(Work required)
Leave no line out. Transcribe the whole listing exactly.

(Information given)
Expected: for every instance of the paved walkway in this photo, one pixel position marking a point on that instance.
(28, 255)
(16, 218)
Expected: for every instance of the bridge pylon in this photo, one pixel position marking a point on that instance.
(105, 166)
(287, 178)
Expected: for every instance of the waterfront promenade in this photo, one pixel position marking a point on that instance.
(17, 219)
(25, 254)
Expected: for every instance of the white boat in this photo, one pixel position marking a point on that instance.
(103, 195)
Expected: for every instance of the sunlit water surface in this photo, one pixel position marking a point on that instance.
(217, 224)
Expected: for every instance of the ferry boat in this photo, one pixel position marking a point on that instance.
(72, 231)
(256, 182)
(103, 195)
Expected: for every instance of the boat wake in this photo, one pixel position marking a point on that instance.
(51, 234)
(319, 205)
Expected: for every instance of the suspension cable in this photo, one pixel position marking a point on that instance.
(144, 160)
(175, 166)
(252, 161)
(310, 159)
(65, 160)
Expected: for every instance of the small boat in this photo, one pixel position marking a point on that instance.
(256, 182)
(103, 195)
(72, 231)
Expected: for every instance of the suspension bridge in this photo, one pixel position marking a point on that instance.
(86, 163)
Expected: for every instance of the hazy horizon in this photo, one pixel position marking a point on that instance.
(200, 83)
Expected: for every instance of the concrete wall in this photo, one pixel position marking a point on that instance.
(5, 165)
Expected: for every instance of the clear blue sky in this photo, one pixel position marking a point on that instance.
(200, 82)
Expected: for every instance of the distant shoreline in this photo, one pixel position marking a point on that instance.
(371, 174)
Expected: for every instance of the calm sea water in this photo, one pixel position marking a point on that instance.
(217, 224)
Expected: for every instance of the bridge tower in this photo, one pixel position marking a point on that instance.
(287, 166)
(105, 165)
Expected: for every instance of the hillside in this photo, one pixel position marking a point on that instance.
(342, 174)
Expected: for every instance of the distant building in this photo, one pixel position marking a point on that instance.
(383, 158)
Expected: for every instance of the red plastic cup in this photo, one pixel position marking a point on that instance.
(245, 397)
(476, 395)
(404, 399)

(Your solution)
Expected: for every instance of the paved walkway in this photo, one pixel position marking a point on that instance.
(28, 255)
(16, 218)
Expected: for every instance of the bridge pylon in this photo, one pixel position marking a point on that instance.
(105, 166)
(287, 178)
Expected: for every instance of the waterfront promenade in this photo, one pixel position marking a point on that instance.
(17, 219)
(25, 254)
Expected: for every instance of the white boat in this photo, one pixel position marking a point on that instance.
(103, 195)
Expected: for every instance of the sunlit water surface in this photo, one pixel position marking a point on that instance.
(217, 224)
Expected: for every instance of the ferry boat in this photo, one pixel position marking a point on that instance.
(72, 231)
(256, 182)
(103, 195)
Expected: for every instance of the boat wake in this photo, one pixel position marking a point on that instance.
(51, 234)
(319, 205)
Expected: for every instance of the suspension cable in this photo, one pixel position marking a point on that instance.
(144, 160)
(175, 166)
(252, 161)
(310, 159)
(65, 160)
Expected: for every instance of the small boat in this photo, one pixel position marking a point on that instance.
(256, 182)
(103, 195)
(72, 231)
Expected: for every instance of the suspension bridge in this photo, one pixel position marking a point on that instance.
(86, 163)
Expected: for every instance of the hazy horizon in this photo, one pixel position marking a point on that instance.
(200, 83)
Expected: for every instance of the concrete wall in this photo, one pixel position marking a point on that instance.
(5, 165)
Expected: for every instance of the clear blue sky in this photo, one pixel position marking a point on that instance.
(200, 82)
Expected: for every instance of the distant shoreline in this photo, one pixel position marking a point on that instance.
(371, 174)
Expected: for every instance of the calm sea water in this photo, one pixel position marking a point on that instance.
(217, 224)
Expected: for every instance of the bridge tower in this photo, one pixel position marking a point on that instance.
(287, 166)
(105, 165)
Expected: for every instance of the hillside in this photo, one pixel position marking a point on that instance.
(342, 174)
Expected: for every instance of the distant building in this photo, one pixel position marking a point on that instance.
(383, 158)
Expected: for every instance of the red plastic cup in this photo, one pixel position marking a point on that instance.
(245, 397)
(476, 395)
(404, 399)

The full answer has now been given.